▶ [The task]: Render the following data as a numbered list, omitting any blank lines.

Pointing data:
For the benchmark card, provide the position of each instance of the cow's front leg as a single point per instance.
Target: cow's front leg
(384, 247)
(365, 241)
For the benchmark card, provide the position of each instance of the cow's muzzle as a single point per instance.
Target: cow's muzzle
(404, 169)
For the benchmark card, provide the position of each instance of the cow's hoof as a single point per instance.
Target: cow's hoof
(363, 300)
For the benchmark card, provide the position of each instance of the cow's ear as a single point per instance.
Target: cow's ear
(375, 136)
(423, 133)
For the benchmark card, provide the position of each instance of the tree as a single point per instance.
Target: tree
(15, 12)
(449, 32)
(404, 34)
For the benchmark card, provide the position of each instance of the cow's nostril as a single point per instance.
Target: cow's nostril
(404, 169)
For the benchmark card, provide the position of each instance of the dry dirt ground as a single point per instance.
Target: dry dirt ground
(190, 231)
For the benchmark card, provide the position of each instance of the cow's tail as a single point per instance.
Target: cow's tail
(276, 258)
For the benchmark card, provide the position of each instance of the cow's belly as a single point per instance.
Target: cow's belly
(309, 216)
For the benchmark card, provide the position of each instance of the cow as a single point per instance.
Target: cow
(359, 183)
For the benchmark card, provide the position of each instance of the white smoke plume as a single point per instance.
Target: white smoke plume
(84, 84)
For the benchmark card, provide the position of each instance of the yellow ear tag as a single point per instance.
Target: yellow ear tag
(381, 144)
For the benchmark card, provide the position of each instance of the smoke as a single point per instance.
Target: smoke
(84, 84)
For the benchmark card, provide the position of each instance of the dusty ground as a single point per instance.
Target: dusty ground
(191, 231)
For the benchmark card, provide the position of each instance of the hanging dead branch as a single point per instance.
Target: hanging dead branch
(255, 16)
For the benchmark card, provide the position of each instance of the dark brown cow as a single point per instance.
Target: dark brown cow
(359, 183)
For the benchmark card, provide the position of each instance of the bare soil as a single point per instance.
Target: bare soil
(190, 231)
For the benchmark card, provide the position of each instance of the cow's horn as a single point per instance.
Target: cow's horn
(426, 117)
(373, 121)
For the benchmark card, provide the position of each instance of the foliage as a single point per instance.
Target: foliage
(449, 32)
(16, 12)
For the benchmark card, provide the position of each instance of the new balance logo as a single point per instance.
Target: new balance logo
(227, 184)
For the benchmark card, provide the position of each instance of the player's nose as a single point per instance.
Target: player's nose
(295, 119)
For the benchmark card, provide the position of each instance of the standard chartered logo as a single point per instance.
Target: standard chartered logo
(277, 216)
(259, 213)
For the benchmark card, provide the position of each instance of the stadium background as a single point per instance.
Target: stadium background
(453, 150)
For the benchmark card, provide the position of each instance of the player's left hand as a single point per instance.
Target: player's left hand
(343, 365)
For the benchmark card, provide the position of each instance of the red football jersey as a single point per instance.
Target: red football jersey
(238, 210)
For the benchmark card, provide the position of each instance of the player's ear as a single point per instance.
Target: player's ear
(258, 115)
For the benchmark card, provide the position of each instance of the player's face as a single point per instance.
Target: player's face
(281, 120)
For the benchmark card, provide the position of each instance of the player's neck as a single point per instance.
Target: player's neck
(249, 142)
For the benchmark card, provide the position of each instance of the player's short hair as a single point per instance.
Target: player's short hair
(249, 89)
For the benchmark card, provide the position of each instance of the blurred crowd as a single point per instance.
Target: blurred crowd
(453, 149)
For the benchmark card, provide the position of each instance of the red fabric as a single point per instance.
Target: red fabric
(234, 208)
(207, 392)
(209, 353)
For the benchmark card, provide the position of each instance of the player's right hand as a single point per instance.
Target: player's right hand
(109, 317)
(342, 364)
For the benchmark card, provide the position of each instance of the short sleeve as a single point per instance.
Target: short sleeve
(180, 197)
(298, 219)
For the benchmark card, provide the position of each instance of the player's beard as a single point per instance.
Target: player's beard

▶ [Result for this task]:
1. For the benchmark card, provide the position of each instance of the cow's front leg as a single point per instance.
2. Target: cow's front leg
3. (384, 247)
4. (365, 241)
5. For the benchmark card, provide the position of each instance of the cow's muzzle as a single point per instance.
6. Target: cow's muzzle
7. (404, 169)
8. For the benchmark card, provide the position of each instance of the cow's hoof as a single point per instance.
9. Target: cow's hoof
10. (363, 300)
11. For the benchmark card, provide the position of each instance of the cow's ear as a single point per instance.
12. Target: cow's ear
13. (375, 136)
14. (423, 133)
15. For the benchmark card, provide the position of each instance of the tree as a single point per instance.
16. Target: tree
17. (15, 12)
18. (449, 32)
19. (404, 34)
20. For the benchmark card, provide the position of each instance of the cow's nostril as a single point per instance.
21. Target: cow's nostril
22. (404, 169)
23. For the benchmark card, provide the position of each instance of the dry dirt ground as a single point per instance.
24. Target: dry dirt ground
25. (190, 231)
26. For the benchmark card, provide the position of each instance of the cow's tail as a single point per instance.
27. Target: cow's tail
28. (276, 258)
29. For the benchmark card, provide the position of each instance of the cow's belly as a single point per instance.
30. Target: cow's belly
31. (309, 216)
32. For the benchmark card, provide the position of each instance of the cow as a single point per instance.
33. Target: cow
34. (359, 183)
35. For the benchmark card, provide the position of each instance of the white smoke plume as a single point per instance.
36. Target: white smoke plume
37. (84, 84)
38. For the benchmark card, provide the position of each instance of the yellow ear tag as a single point per instance.
39. Target: yellow ear tag
40. (381, 144)
41. For the benchmark card, provide the position of each instance of the smoke as a single point per instance.
42. Target: smoke
43. (84, 84)
44. For the benchmark card, provide the position of each instance of the dusty ground as a single point per instance.
45. Target: dusty ground
46. (191, 231)
47. For the benchmark card, provide the position of each instance of the hanging dead branch as a single point per instance.
48. Target: hanging dead branch
49. (255, 16)
50. For the benchmark card, provide the position of each instance of the dark brown cow as a single point per instance.
51. Target: dark brown cow
52. (359, 183)
53. For the benchmark card, provide the position of each instance of the bare soil as a single point per instance.
54. Target: bare soil
55. (190, 231)
56. For the benchmark card, provide the position of each instance of the cow's horn as a single point per instance.
57. Target: cow's horn
58. (426, 117)
59. (373, 121)
60. For the benchmark card, provide the position of each instance of the foliage as a single point per instance.
61. Target: foliage
62. (449, 32)
63. (16, 12)
64. For the benchmark card, provide the position of each instance of the new balance logo as a single point per instance.
65. Target: new balance logo
66. (227, 184)
67. For the benchmark card, provide the position of each instance of the player's nose as a single point per instance.
68. Target: player's nose
69. (295, 119)
70. For the benchmark card, provide the position of each instance of the standard chartered logo as a single point per instance.
71. Target: standard chartered logo
72. (277, 216)
73. (259, 213)
74. For the benchmark card, provide the position of each instance of the stadium background as a single point per instance.
75. Target: stadium background
76. (453, 150)
77. For the benchmark card, provide the position of each instance of the player's left hand as a single point per instance.
78. Target: player's left hand
79. (343, 365)
80. For the benchmark card, provide the position of each instance of the red football jersey as a single point per instance.
81. Target: red football jersey
82. (238, 210)
83. For the benchmark card, provide the position of each instance of the player's ear as a single point per instance.
84. Target: player's ear
85. (258, 115)
86. For the benchmark card, provide the position of each instance of the player's face as a single point per instance.
87. Target: player's face
88. (281, 120)
89. For the benchmark card, provide the position of each instance of the player's neck as a single point per instance.
90. Target: player's neck
91. (249, 142)
92. For the benchmark card, provide the position of each instance of the player's short hair as a single point per instance.
93. Target: player's short hair
94. (249, 89)
95. For the benchmark card, provide the position of each instance of the blurred crowd as a single point per instance.
96. Target: blurred crowd
97. (453, 149)
98. For the benchmark card, provide the position of each instance of the red fabric as a single point per instance.
99. Target: red fabric
100. (234, 208)
101. (207, 392)
102. (209, 353)
103. For the benchmark card, provide the position of each instance of the player's right hand as a single point per instance.
104. Target: player's right hand
105. (109, 317)
106. (342, 364)
107. For the benchmark card, provide the position of each instance of the short sleeve as a single point per instance.
108. Target: short sleeve
109. (180, 197)
110. (298, 219)
111. For the benchmark card, provide the position of each instance of the player's beard as a single point per instance.
112. Target: player's beard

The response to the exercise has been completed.